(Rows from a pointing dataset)
#####

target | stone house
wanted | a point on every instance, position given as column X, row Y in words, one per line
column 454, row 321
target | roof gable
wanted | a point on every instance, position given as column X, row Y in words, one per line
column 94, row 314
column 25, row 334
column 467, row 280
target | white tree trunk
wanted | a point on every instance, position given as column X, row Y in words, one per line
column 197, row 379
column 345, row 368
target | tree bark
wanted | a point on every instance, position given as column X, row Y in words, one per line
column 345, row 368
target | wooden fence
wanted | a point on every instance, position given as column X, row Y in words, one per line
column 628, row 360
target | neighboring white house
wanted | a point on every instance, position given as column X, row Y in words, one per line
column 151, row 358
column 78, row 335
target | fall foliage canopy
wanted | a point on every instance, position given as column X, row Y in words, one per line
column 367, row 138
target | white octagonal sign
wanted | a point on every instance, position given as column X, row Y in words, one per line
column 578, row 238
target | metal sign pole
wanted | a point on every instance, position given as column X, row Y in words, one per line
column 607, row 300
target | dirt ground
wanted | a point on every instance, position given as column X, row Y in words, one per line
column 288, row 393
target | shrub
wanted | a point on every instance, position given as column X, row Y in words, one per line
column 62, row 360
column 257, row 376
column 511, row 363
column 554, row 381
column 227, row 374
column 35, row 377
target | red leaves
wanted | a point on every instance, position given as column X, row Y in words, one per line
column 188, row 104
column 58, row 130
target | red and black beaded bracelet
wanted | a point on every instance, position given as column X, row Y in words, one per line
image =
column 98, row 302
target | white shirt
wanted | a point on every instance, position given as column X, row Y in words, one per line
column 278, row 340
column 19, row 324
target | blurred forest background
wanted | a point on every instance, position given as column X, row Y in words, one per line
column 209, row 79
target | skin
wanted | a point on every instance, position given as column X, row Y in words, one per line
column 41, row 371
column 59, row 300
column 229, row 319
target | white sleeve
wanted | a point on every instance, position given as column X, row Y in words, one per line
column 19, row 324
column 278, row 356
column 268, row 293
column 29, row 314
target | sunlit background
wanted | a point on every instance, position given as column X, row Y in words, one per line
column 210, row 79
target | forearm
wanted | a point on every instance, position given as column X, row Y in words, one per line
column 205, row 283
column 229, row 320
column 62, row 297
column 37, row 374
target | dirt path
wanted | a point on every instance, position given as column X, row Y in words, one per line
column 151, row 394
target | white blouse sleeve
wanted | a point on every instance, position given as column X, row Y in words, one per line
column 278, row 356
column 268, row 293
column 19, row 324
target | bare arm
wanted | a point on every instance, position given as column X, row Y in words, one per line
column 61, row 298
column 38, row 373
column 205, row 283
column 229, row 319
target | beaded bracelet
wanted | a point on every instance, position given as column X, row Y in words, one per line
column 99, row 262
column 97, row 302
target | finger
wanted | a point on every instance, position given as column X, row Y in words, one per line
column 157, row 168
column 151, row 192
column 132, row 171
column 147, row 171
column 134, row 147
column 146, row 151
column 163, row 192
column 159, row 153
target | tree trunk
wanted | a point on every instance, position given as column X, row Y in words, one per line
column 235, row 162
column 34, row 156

#####

**The exercise**
Rewrite the listing above, substituting "each instance" for every occurrence of "every instance" and leaving everything else unchanged.

**Expected answer**
target | stone house
wanted | a point on each instance, position given as column X, row Y in words, one per line
column 454, row 321
target | roof gable
wanted | a point on each instance, position given as column X, row Y in words, one per line
column 94, row 314
column 25, row 334
column 467, row 280
target | white tree trunk
wanted | a point on each instance, position given as column X, row Y in words, one per line
column 197, row 379
column 345, row 368
target | tree bark
wanted | a point on each instance, position given as column X, row Y in words, one per line
column 345, row 368
target | wooden fence
wanted | a point on each instance, position given as column X, row Y in words, one per line
column 628, row 360
target | neighboring white house
wanted | a point on each instance, position given as column X, row Y in words, one per line
column 151, row 358
column 78, row 335
target | fall foliage canopy
wanted | a point on each instance, position given as column X, row Y in words, one per line
column 367, row 138
target | white octagonal sign
wanted | a point on each instance, position given as column X, row Y in words, one per line
column 578, row 238
target | metal sign pole
wanted | a point on each instance, position given as column X, row Y in words, one per line
column 607, row 300
target | dirt ground
wanted | a point on each instance, position given as column X, row Y in words, one per line
column 288, row 393
target | shrub
wanted | a point on each instance, position given as column X, row Y in words, one per line
column 62, row 360
column 257, row 376
column 511, row 363
column 554, row 381
column 227, row 374
column 35, row 377
target | red leaves
wanted | a point on each instance, position given as column X, row Y in words, one per line
column 188, row 104
column 58, row 130
target | red and black beaded bracelet
wanted | a point on each instance, position given as column X, row Y in words, one per line
image =
column 98, row 302
target | white shirt
wanted | a point on each instance, position given as column X, row Y in words, one per line
column 278, row 340
column 19, row 324
target | blurred forest background
wanted | a point on each instance, position given as column X, row Y in words, one per line
column 209, row 79
target | skin
wanted | a point on each instance, position given as column X, row Y in words, one per line
column 41, row 371
column 59, row 300
column 229, row 319
target | white sleeve
wanted | a point on each instance, position given as column X, row Y in words, one per line
column 19, row 324
column 278, row 356
column 268, row 293
column 29, row 314
target | sunlit background
wanted | a point on each instance, position given as column X, row Y in words, one per line
column 210, row 79
target | forearm
wanted | a point on each instance, position given as column X, row Y in words, one per line
column 205, row 283
column 229, row 320
column 62, row 297
column 37, row 374
target | dirt path
wanted | a point on each instance, position given as column X, row Y in words, one per line
column 151, row 394
target | white blouse sleeve
wanted | a point on each instance, position given as column X, row Y in words, one per line
column 278, row 356
column 268, row 293
column 19, row 324
target | bare arm
wanted | a point on each instance, position given as column X, row Y in words, one per line
column 61, row 298
column 38, row 373
column 205, row 283
column 229, row 319
target | beaded bracelet
wanted | a point on each instance, position given as column X, row Y in words, one per line
column 99, row 262
column 97, row 302
target | finger
wanted | a point on each instance, position given as column X, row Y in words, one per line
column 157, row 168
column 151, row 192
column 132, row 171
column 147, row 171
column 134, row 147
column 146, row 151
column 163, row 192
column 159, row 153
target | tree trunk
wanted | a point on each instance, position given as column X, row Y in words, one per line
column 235, row 162
column 34, row 156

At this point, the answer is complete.